::: THE DATA :::
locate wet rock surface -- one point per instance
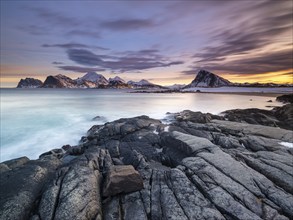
(199, 166)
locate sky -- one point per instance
(165, 42)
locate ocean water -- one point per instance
(34, 121)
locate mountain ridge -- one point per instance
(203, 78)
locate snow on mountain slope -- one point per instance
(94, 77)
(207, 79)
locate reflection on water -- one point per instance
(37, 120)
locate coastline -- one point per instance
(198, 156)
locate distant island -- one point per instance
(203, 79)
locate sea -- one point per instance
(34, 121)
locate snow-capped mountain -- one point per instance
(143, 84)
(59, 81)
(117, 79)
(176, 86)
(29, 83)
(207, 79)
(118, 83)
(97, 79)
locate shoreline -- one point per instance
(138, 162)
(191, 167)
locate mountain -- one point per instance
(207, 79)
(118, 83)
(29, 83)
(93, 77)
(143, 84)
(59, 81)
(176, 86)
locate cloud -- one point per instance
(127, 24)
(266, 62)
(84, 33)
(145, 60)
(80, 69)
(247, 46)
(55, 18)
(57, 63)
(73, 45)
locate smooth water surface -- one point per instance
(34, 121)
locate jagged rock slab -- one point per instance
(197, 167)
(122, 179)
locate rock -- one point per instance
(122, 179)
(285, 115)
(4, 168)
(20, 188)
(74, 192)
(259, 130)
(14, 163)
(58, 153)
(196, 117)
(200, 166)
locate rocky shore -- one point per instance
(238, 165)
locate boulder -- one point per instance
(122, 179)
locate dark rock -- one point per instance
(122, 179)
(58, 153)
(285, 115)
(14, 163)
(21, 187)
(76, 150)
(196, 117)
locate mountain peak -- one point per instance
(29, 83)
(117, 79)
(205, 78)
(93, 77)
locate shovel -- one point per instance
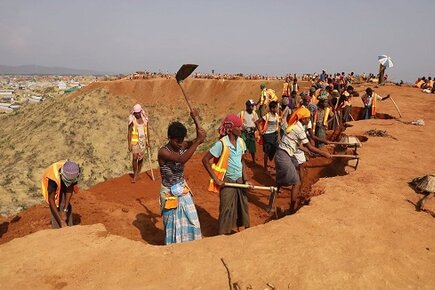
(347, 156)
(344, 156)
(185, 71)
(242, 185)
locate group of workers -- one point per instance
(288, 129)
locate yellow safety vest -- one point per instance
(220, 167)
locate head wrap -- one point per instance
(296, 116)
(228, 123)
(250, 102)
(137, 109)
(69, 173)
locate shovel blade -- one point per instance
(185, 71)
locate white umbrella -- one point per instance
(385, 61)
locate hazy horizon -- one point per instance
(266, 37)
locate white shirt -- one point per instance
(291, 141)
(248, 119)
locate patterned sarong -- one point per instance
(181, 224)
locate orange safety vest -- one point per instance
(220, 167)
(135, 132)
(286, 89)
(325, 118)
(53, 173)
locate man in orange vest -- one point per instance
(230, 167)
(58, 183)
(138, 138)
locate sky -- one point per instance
(227, 36)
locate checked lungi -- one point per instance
(181, 224)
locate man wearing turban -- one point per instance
(233, 207)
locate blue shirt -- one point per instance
(234, 170)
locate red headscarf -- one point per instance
(228, 123)
(296, 116)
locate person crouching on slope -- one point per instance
(230, 167)
(285, 160)
(180, 218)
(138, 138)
(58, 183)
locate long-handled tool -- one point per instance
(395, 105)
(244, 185)
(344, 156)
(347, 156)
(185, 71)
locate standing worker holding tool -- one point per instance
(285, 160)
(138, 139)
(180, 218)
(230, 167)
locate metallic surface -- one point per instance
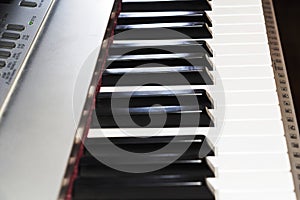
(13, 15)
(38, 128)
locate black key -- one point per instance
(167, 76)
(160, 60)
(97, 146)
(127, 18)
(141, 48)
(182, 170)
(115, 189)
(161, 116)
(149, 98)
(194, 30)
(158, 6)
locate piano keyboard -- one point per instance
(206, 91)
(175, 99)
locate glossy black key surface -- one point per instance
(167, 76)
(173, 5)
(188, 169)
(161, 116)
(95, 188)
(149, 98)
(140, 48)
(98, 147)
(160, 60)
(126, 18)
(193, 30)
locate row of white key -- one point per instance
(251, 159)
(252, 166)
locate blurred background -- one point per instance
(288, 19)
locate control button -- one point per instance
(31, 4)
(11, 36)
(2, 64)
(5, 54)
(15, 27)
(7, 45)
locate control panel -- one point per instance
(21, 21)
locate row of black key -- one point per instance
(184, 179)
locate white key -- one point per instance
(238, 29)
(243, 60)
(263, 195)
(241, 113)
(246, 98)
(251, 145)
(242, 72)
(245, 84)
(233, 20)
(247, 49)
(257, 38)
(235, 3)
(249, 163)
(250, 128)
(253, 182)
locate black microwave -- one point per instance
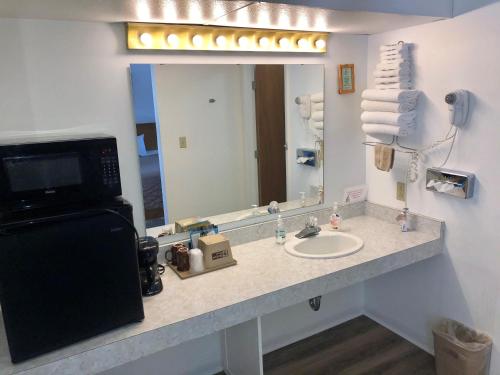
(41, 171)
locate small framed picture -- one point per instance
(346, 79)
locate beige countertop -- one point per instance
(266, 279)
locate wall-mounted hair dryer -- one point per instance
(458, 105)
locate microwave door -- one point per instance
(60, 285)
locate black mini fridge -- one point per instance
(68, 275)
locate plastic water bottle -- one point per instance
(280, 231)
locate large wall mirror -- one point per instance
(221, 142)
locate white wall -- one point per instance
(297, 322)
(213, 158)
(60, 74)
(301, 80)
(463, 284)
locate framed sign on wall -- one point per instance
(346, 79)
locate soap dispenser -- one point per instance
(403, 220)
(280, 231)
(335, 218)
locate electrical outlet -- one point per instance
(401, 191)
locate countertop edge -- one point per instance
(136, 347)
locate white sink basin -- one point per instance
(327, 244)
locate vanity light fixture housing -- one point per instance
(154, 36)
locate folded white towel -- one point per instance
(383, 129)
(318, 125)
(391, 73)
(394, 79)
(397, 53)
(304, 103)
(398, 96)
(392, 86)
(389, 118)
(317, 106)
(317, 116)
(377, 106)
(393, 65)
(317, 98)
(393, 47)
(392, 60)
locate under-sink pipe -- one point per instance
(315, 303)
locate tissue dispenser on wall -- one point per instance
(447, 181)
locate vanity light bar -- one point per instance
(152, 36)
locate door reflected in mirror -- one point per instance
(221, 142)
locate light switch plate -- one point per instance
(355, 194)
(401, 191)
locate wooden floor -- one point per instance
(357, 347)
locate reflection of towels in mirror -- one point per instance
(317, 107)
(317, 116)
(304, 159)
(141, 147)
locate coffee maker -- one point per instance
(148, 266)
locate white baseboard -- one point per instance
(425, 347)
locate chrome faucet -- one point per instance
(311, 229)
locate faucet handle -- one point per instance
(311, 222)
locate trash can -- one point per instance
(461, 350)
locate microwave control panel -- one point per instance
(110, 168)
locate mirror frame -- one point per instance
(234, 225)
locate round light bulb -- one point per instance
(243, 41)
(173, 40)
(284, 43)
(220, 41)
(320, 44)
(264, 42)
(303, 43)
(197, 40)
(146, 39)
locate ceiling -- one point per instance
(212, 12)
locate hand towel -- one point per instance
(393, 47)
(304, 103)
(402, 54)
(317, 106)
(378, 106)
(392, 60)
(393, 65)
(384, 157)
(398, 96)
(397, 85)
(317, 116)
(317, 98)
(396, 79)
(384, 129)
(391, 73)
(389, 118)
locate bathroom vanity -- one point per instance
(265, 280)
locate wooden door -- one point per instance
(271, 141)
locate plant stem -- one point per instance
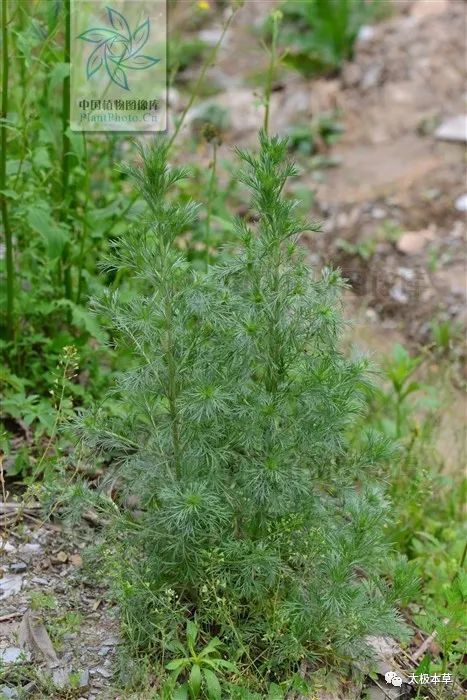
(276, 18)
(210, 59)
(212, 181)
(85, 222)
(66, 154)
(10, 271)
(172, 385)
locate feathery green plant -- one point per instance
(241, 504)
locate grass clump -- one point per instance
(322, 33)
(242, 514)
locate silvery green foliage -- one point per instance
(254, 514)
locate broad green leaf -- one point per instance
(10, 193)
(59, 72)
(116, 74)
(195, 680)
(55, 235)
(180, 693)
(212, 685)
(140, 36)
(211, 646)
(139, 62)
(175, 664)
(98, 36)
(118, 22)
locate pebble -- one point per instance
(7, 547)
(10, 585)
(454, 129)
(407, 273)
(372, 77)
(11, 654)
(461, 203)
(31, 548)
(18, 567)
(398, 294)
(366, 33)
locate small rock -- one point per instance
:::
→ WHAT THE TASK ASKS: Pictures in the entries are to be skipped, and everything else repeated word for word.

→ FINISHED TASK:
locate wet rock surface -- one point per instance
(199, 166)
locate sky -- one point per instance
(165, 42)
locate ocean water -- one point per instance
(34, 121)
locate mountain ridge -- one point per instance
(203, 78)
locate snow on mountain slope -- one point per instance
(94, 77)
(207, 79)
locate reflection on water -- one point per instance
(37, 120)
locate coastline -- one point per instance
(198, 156)
locate distant island -- one point per instance
(203, 79)
locate sea -- one point per instance
(34, 121)
locate snow-capped mountain -- one point per instance
(143, 84)
(59, 81)
(117, 79)
(176, 86)
(29, 83)
(207, 79)
(118, 83)
(97, 79)
locate shoreline -- one point per instance
(138, 162)
(191, 167)
locate mountain -- one point per instance
(207, 79)
(118, 83)
(29, 83)
(93, 77)
(143, 84)
(59, 81)
(176, 86)
locate cloud -- one point per instance
(127, 24)
(266, 62)
(84, 33)
(145, 60)
(80, 69)
(247, 46)
(55, 18)
(57, 63)
(73, 45)
locate smooth water surface -- one point per instance
(34, 121)
locate jagged rock slab -- one point per instance
(197, 167)
(122, 179)
locate rock -- one point per instance
(122, 179)
(285, 115)
(4, 168)
(20, 188)
(74, 192)
(259, 130)
(14, 163)
(58, 153)
(196, 117)
(200, 166)
locate rocky shore -- one point per instance
(238, 165)
locate boulder -- one point per instance
(122, 179)
locate dark rock -- one point per instance
(122, 179)
(58, 153)
(285, 115)
(14, 163)
(21, 187)
(76, 150)
(196, 117)
locate mountain peak -- one point per instance
(29, 83)
(117, 79)
(205, 78)
(93, 77)
locate shovel -- one point per instance
(347, 156)
(344, 156)
(185, 71)
(242, 185)
locate group of workers -- one point per instance
(288, 129)
locate yellow safety vest -- one point per instance
(220, 167)
locate head wrap -- one point per instance
(296, 116)
(228, 123)
(250, 102)
(137, 109)
(69, 173)
locate shovel blade -- one point per instance
(185, 71)
locate white umbrella -- one point per instance
(385, 61)
locate hazy horizon -- one point per instance
(266, 37)
locate white shirt -- one point per instance
(291, 141)
(248, 119)
locate patterned sarong -- one point per instance
(181, 224)
locate orange safety vest -- one point per instance
(220, 167)
(135, 132)
(286, 89)
(325, 118)
(53, 173)
locate man in orange vest -- one point per instance
(230, 167)
(58, 183)
(138, 138)
locate sky -- one point per instance
(227, 36)
locate checked lungi -- one point per instance
(181, 224)
locate man wearing turban -- one point per instance
(233, 207)
locate blue shirt -- one point per instance
(234, 170)
locate red headscarf -- one point per instance
(228, 123)
(296, 116)
locate person crouching on slope -- one point per instance
(230, 167)
(285, 160)
(180, 218)
(138, 138)
(58, 183)
locate long-handled tool -- one point per instance
(395, 105)
(244, 185)
(344, 156)
(347, 156)
(185, 71)
locate standing worker holding tool -- one point per instance
(285, 160)
(138, 139)
(180, 218)
(230, 167)
locate metallic surface -- one point per instance
(13, 15)
(38, 128)
locate black key -- one point per instance
(167, 76)
(160, 60)
(97, 146)
(127, 18)
(141, 48)
(182, 170)
(115, 189)
(161, 116)
(149, 98)
(194, 30)
(158, 6)
locate piano keyboard -- one point per instance
(206, 91)
(175, 99)
locate glossy black key surface -- one point per instance
(167, 76)
(173, 5)
(188, 169)
(161, 116)
(95, 188)
(149, 98)
(140, 48)
(98, 147)
(160, 60)
(126, 18)
(193, 30)
locate row of white key -- one point per instance
(251, 159)
(252, 166)
locate blurred background -- one point per instance
(288, 19)
locate control button -- one point per instance
(31, 4)
(11, 36)
(2, 64)
(5, 54)
(15, 27)
(7, 45)
locate control panel -- one point per instance
(21, 21)
locate row of black key -- one point per instance
(184, 179)
locate white key -- one point per instance
(238, 29)
(243, 60)
(263, 195)
(241, 113)
(246, 98)
(251, 145)
(242, 72)
(245, 84)
(233, 20)
(247, 49)
(257, 38)
(235, 3)
(249, 163)
(250, 128)
(253, 182)
locate black microwave -- one point per instance
(41, 171)
locate small framed picture -- one point per instance
(346, 79)
locate beige countertop -- one point per instance
(266, 279)
locate wall-mounted hair dryer -- one point per instance
(458, 105)
locate microwave door -- one point per instance
(60, 285)
locate black mini fridge -- one point per instance
(68, 275)
locate plastic water bottle -- one point per instance
(280, 231)
locate large wall mirror -- one point per instance
(221, 142)
locate white wall -- one point per instance
(297, 322)
(213, 158)
(60, 74)
(301, 80)
(463, 284)
locate framed sign on wall -- one point per instance
(346, 79)
locate soap dispenser -- one point per instance
(403, 220)
(280, 231)
(335, 218)
locate electrical outlet -- one point per instance
(401, 191)
locate countertop edge -- one point per instance
(136, 347)
locate white sink basin -- one point per instance
(327, 244)
locate vanity light fixture housing -- one point per instance
(154, 36)
locate folded white towel -- one point per instance
(383, 129)
(318, 125)
(391, 73)
(394, 79)
(397, 53)
(304, 103)
(398, 96)
(392, 86)
(389, 118)
(317, 106)
(317, 116)
(377, 106)
(393, 65)
(317, 98)
(393, 47)
(392, 60)
locate under-sink pipe -- one point per instance
(315, 303)
locate tissue dispenser on wall -- one point per instance
(447, 181)
locate vanity light bar -- one point per instance
(152, 36)
locate door reflected in mirror -- one point per instance
(221, 142)
locate light switch plate -- one point per instance
(355, 194)
(401, 191)
locate wooden floor -- one point per instance
(357, 347)
locate reflection of towels in mirror -- one point per instance
(317, 107)
(317, 116)
(304, 159)
(141, 147)
locate coffee maker -- one point per instance
(148, 266)
locate white baseboard -- one point per instance
(425, 347)
locate chrome faucet -- one point per instance
(311, 229)
locate faucet handle -- one point per instance
(311, 222)
locate trash can -- one point per instance
(461, 350)
locate microwave control panel -- one point per instance
(110, 168)
locate mirror frame -- one point per instance
(234, 225)
locate round light bulb -- one point per instance
(243, 41)
(173, 40)
(284, 43)
(220, 41)
(320, 44)
(264, 42)
(303, 43)
(197, 40)
(146, 39)
locate ceiling -- one point per instance
(212, 12)
locate hand towel -- one point per instance
(393, 47)
(304, 103)
(402, 54)
(317, 106)
(378, 106)
(392, 60)
(393, 65)
(384, 157)
(398, 96)
(397, 85)
(317, 116)
(317, 98)
(396, 79)
(384, 129)
(391, 73)
(389, 118)
locate bathroom vanity -- one point per instance
(265, 280)
locate wooden door -- one point per instance
(271, 141)
locate plant stem -- one point per instance
(276, 18)
(210, 59)
(212, 181)
(85, 222)
(66, 154)
(10, 271)
(172, 385)
locate feathery green plant -- one point per instance
(241, 504)
locate grass clump -- one point per instance
(322, 33)
(242, 514)
locate silvery green foliage -- one point per instance
(254, 514)
locate broad green leaf -- one point per instance
(10, 193)
(59, 72)
(116, 74)
(195, 680)
(55, 235)
(180, 693)
(212, 685)
(140, 36)
(211, 646)
(139, 62)
(175, 664)
(98, 36)
(118, 22)
locate pebble -- one point per instance
(7, 547)
(10, 585)
(454, 129)
(407, 273)
(372, 77)
(11, 654)
(461, 203)
(31, 548)
(18, 567)
(398, 294)
(366, 33)
locate small rock -- one point per instance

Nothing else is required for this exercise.